Stored data entries
begin
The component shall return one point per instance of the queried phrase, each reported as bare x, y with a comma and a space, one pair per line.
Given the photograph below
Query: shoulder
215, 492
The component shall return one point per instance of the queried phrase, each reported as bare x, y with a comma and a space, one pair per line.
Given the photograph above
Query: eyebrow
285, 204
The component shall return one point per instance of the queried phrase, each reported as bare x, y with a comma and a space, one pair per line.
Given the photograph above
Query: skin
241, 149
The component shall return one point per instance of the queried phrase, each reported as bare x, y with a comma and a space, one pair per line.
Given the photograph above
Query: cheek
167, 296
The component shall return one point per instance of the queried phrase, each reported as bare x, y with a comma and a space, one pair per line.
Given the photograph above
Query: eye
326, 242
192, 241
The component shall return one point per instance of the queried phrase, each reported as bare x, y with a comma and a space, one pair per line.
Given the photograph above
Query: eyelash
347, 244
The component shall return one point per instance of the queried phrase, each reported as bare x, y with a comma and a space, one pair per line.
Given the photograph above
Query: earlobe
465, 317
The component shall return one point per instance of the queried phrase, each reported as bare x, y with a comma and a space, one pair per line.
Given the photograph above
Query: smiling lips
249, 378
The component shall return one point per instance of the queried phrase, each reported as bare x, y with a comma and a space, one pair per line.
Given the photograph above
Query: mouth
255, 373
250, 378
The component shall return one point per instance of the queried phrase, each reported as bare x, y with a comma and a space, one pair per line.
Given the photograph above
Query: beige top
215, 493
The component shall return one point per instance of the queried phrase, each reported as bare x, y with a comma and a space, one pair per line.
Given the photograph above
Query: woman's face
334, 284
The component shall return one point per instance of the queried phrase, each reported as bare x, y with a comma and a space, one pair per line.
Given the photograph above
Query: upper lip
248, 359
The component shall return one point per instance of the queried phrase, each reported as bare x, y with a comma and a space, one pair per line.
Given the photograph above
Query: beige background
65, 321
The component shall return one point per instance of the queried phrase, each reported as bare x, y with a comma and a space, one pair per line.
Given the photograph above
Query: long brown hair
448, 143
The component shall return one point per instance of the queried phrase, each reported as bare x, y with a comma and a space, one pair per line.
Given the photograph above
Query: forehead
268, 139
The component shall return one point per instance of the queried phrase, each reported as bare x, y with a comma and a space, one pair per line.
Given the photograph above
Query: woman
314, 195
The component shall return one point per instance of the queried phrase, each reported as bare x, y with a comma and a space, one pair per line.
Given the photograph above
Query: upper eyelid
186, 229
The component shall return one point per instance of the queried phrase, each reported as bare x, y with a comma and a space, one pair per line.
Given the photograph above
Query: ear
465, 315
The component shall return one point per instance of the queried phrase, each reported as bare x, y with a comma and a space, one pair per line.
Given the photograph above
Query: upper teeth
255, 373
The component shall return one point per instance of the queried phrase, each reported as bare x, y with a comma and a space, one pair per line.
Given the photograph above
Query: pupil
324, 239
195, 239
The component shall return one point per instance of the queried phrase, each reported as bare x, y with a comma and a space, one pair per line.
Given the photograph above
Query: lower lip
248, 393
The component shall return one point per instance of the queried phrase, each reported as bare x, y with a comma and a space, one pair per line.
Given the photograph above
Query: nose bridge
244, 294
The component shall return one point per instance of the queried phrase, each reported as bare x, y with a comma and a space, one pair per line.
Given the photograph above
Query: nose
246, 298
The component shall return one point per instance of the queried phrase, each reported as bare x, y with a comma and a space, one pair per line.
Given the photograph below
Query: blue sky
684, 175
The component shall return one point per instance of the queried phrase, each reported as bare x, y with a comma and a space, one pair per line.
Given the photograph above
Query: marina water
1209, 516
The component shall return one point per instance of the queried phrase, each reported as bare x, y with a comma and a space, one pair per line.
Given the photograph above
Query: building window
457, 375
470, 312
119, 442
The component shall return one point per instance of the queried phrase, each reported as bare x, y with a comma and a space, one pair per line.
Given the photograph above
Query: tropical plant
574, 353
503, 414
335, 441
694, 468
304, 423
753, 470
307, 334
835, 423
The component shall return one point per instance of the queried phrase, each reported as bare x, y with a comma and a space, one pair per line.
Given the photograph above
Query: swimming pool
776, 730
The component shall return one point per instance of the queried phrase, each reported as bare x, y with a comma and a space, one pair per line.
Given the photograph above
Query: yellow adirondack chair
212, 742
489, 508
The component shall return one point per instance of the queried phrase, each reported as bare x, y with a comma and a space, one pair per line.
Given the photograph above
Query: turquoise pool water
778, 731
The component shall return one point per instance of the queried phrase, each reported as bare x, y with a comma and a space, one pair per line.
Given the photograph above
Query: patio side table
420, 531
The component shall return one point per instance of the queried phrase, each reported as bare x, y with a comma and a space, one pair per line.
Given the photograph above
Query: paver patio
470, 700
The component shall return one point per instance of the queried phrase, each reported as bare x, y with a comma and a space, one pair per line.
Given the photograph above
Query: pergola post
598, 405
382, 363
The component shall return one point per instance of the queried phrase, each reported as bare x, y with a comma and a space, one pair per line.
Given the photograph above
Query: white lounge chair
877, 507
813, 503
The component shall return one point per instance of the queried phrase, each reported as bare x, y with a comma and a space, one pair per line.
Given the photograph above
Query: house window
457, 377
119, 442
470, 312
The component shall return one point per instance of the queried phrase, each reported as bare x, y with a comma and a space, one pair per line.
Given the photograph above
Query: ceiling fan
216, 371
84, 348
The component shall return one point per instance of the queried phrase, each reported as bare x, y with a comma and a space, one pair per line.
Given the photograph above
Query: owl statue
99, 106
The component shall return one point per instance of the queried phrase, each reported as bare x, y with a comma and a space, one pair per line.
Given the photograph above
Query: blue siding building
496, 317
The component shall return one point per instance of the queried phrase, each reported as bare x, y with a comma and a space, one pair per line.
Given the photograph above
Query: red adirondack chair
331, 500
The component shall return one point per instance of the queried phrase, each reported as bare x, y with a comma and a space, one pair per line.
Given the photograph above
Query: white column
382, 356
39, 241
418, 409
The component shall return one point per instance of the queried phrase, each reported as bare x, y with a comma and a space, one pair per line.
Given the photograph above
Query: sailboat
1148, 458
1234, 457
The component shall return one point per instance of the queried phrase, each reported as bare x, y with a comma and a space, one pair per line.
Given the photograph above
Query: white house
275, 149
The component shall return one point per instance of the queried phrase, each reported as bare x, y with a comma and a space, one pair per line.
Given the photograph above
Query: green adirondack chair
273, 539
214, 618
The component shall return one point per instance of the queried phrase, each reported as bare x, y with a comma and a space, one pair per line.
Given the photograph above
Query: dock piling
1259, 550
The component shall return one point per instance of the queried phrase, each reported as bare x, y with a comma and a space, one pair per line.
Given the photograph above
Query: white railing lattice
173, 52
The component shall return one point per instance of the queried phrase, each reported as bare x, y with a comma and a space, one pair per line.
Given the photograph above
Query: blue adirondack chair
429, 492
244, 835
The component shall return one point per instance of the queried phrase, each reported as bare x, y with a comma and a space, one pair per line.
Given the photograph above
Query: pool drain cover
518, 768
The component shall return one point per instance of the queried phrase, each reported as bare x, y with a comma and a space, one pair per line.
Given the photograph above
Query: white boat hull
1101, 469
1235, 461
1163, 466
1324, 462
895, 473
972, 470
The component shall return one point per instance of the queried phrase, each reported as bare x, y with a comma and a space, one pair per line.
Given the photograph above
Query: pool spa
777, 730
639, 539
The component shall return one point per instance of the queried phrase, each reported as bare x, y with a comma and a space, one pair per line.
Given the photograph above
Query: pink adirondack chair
end
WHAT YOU NEED TO DO:
Return every line exactly.

SOLUTION BELOW:
The component shall return one point per instance of the queried phrase, each reported as bare x, y with a comma and a space, one pair per line.
Given the photograph below
Query: shoulder
215, 492
The component shall return one point per instance of the queried phrase, each reported as bare x, y with a comma and a space, one pair per line.
Given the photograph above
Query: eyebrow
285, 204
The component shall return one point per instance of the queried phrase, each reported as bare x, y with a comma and a space, one pair per line.
Given the photograph above
Query: skin
241, 149
The component shall return one point per instance of the queried phrase, each reported as bare x, y with a comma and a space, one pair per line.
Given the photograph above
Query: cheek
167, 296
The component shall return one point per instance of the queried phrase, each reported as bare x, y with a comma and a space, one pair per line.
Given the photograph above
Query: eye
326, 242
192, 241
The component shall return one point per instance of the queried phrase, each reported as bare x, y with a comma and a space, one pair per line.
Given the photograph above
Query: eyelash
347, 244
The component shall return one point per instance of the queried phrase, each reported as bare x, y with a comma and a space, one pair per line.
Given the photograph above
Query: earlobe
465, 317
The component shall return one point per instance of the queried phrase, each reported as bare x, y with a comma and a space, one pair per line.
Given the photograph above
Query: smiling lips
249, 378
The component shall return one point per instance of the queried phrase, each reported as bare x, y with a comma and a space, one pair per line.
Given the photograph above
Query: mouth
255, 373
250, 378
The component shall return one point per instance of the queried phrase, each reported as bare x, y with a comma and a space, one pair per line.
Given the photograph above
Query: beige top
215, 493
The component shall return one point per instance of the queried phrase, each reported as bare x, y with a comma and a space, one pair per line.
Given the photograph above
Query: woman's face
334, 284
The component shall return one point per instance of the queried phrase, each reported as bare x, y with a comma and a space, one pair per line.
Given the photograph above
Query: upper lip
248, 359
The component shall return one point per instance of the queried phrase, each reported as bare x, y with a comma and a space, one pair per line.
Given the photograph above
Query: beige background
65, 321
The component shall return one point per instance of the queried phrase, each reported as bare x, y with a comma and a space, one pair per line.
Given the photograph above
Query: long brown hair
448, 143
The component shall return one point per instance of the queried phrase, each reported as bare x, y with a comma and a space, one pair per line.
Given the photograph above
Query: forehead
268, 139
The component shall return one point per instance of the queried phrase, each reported as bare x, y with a comma and a space, one pair per line.
Given the photograph above
Query: woman
314, 195
The component shall return one point per instance of the queried phrase, each reported as bare x, y with a comma and a space, one pair per line.
Given the photograph above
Query: upper eyelid
186, 229
The component shall return one point per instance of the queried phrase, each reported as bare x, y with a comma and a space, one pair per line.
Given the photograph above
Query: ear
465, 315
The component shall return one point per instance of the queried phrase, each reported as bare x, y with a comma and a space, one pair per line.
Given the photograph above
Query: upper teeth
255, 373
The component shall return one point per instance of the queried phrase, each reported as bare x, y with a comma and a space, one pair per line.
Given the photograph above
Query: pupil
324, 239
195, 239
The component shall return one point per instance of the queried phrase, each reported as bare x, y with a comma and a space, one pair per line.
Given the photograph above
Query: lower lip
248, 393
The component shall return one point per instance of the queried phrase, each reported as bare x, y with a comma and a space, one pair per line.
Given the photograph above
Query: nose bridge
244, 294
The component shall return one point per instance of the queried phrase, each reported as bare x, y with a comma and a space, one pair per line.
Given the photograph above
Query: nose
246, 298
The component shall return one point per instance of the queried phrase, each reported as bare x, y with a comma and a space, one pair per line.
Given the photograph below
Query: blue sky
684, 175
The component shall return one point per instance of the queried phrase, each reported as bare x, y with a comma and a space, one pair per line.
Given the photograph above
Query: marina water
1209, 516
The component shall return one point per instance of the queried phrase, each reported as bare x, y with a comma and a space, one pair per line.
Given the photograph above
Query: building window
457, 375
470, 312
119, 442
The component shall return one point per instance of the queried phrase, each reported as bare x, y with a comma and a space, one pair per line.
Given the photograph above
Query: tropical plant
574, 353
503, 414
335, 441
694, 468
304, 423
753, 470
307, 334
835, 423
The component shall return one point per instance of the queried phrase, each reported as bare x, y with a comma and a space, one pair per line.
Given the photograph above
Query: swimming pool
776, 730
The component shall return one point per instance of the queried phrase, each reported as bare x, y with a comma and a space, one pair per line.
Given the photograph above
Query: yellow adirondack chair
212, 742
489, 508
The component shall return one point per instance of the queried phrase, each reported as bare x, y with a comma and a space, one pair per line.
Given the photograph above
Query: turquoise pool water
778, 731
The component shall return one point per instance of the queried phrase, each reported as bare x, y with a comma and a space, one pair per line.
Given the photograph above
Query: patio side table
420, 531
The component shall return one point per instance of the queried phrase, each reported as bare x, y with a comma and a space, one pair per line.
Given the photograph above
Query: paver patio
470, 700
The component shall return one point per instance of the queried phrase, each reported as bare x, y with a comma and a space, one pair per line.
Given the photograph above
Query: pergola post
598, 405
382, 363
The component shall return one point per instance of the queried phrase, each reported as bare x, y with a comma and a space, one pair per line.
Given the photograph above
Query: white lounge chair
877, 507
813, 503
The component shall return one point per instance of the queried phrase, each reported as bare x, y with a comma and a space, one pair per line.
Given the photograph above
Query: house window
457, 377
119, 442
470, 312
The component shall return one point per instance of the queried phrase, each reported as bare x, y with a comma and a space, one pair per line.
Given the photograph above
Query: ceiling fan
216, 371
84, 348
The component shall return one point per instance of the queried phrase, each reported as bare x, y with a comma and a space, one pair per line.
Given the photograph above
Query: owl statue
99, 106
The component shall return one point per instance of the queried phrase, each reported as bare x, y with a comma and a space, one pair per line.
Given the photograph above
Query: blue siding building
496, 317
The component shall return one point per instance of the queried phrase, each reported as bare x, y with a comma and a space, one pair per line.
Given the photograph above
Query: red adirondack chair
331, 500
The component shall return one point per instance of the queried phrase, each reported as bare x, y with a comma and a space, one pair per line.
Given the photograph above
Query: white column
382, 356
39, 241
418, 409
The component shall return one point per instance of the queried phrase, each reported as bare x, y with a comma and a space, one pair per line.
Given the photograph above
Query: sailboat
1148, 458
1234, 457
The component shall return one point per instance of the queried phrase, each reported as bare x, y with a comma and a space, one pair per line.
Given the photograph above
Query: white house
275, 149
The component shall return one point per instance of the queried phrase, each reported as bare x, y with a comma and a space, one pair per line.
Given the photograph above
Query: green adirondack chair
273, 539
214, 618
The component shall return one point per instance of the queried phrase, each reported as bare x, y with a comma and a space, one pair per line.
Given the photograph above
Query: dock piling
1259, 550
The component shall return one point per instance of the queried phrase, each reported as bare x, y with a comma and a space, one pair per line.
Given the photograph above
Query: white railing lattice
173, 52
The component shall return one point per instance of the queried phrase, each reported as bare x, y with a comma and a space, one pair per line.
Given the photograph above
Query: blue adirondack chair
429, 492
244, 835
The component shall return one point per instance of the queried phrase, each reported as bare x, y with a comma and a space, one pair per line.
Given the photograph above
Query: pool drain cover
518, 768
The component shall return one point per instance of the queried phrase, each reported as bare x, y with a comma and a space, one pair per line.
Given the photograph above
Query: white boat hull
1101, 469
1235, 461
1163, 466
1324, 462
895, 473
972, 470
The component shall return one point per instance of the queried phrase, each reported as bare x, y with a comma and a space, one pair per line.
Given the photograph above
Query: pool spa
777, 730
639, 539
The component shall return one point per instance of the queried phrase, each reported as bare x, y with a comma and a space, one pair per line.
Given the photograph above
Query: pink adirondack chair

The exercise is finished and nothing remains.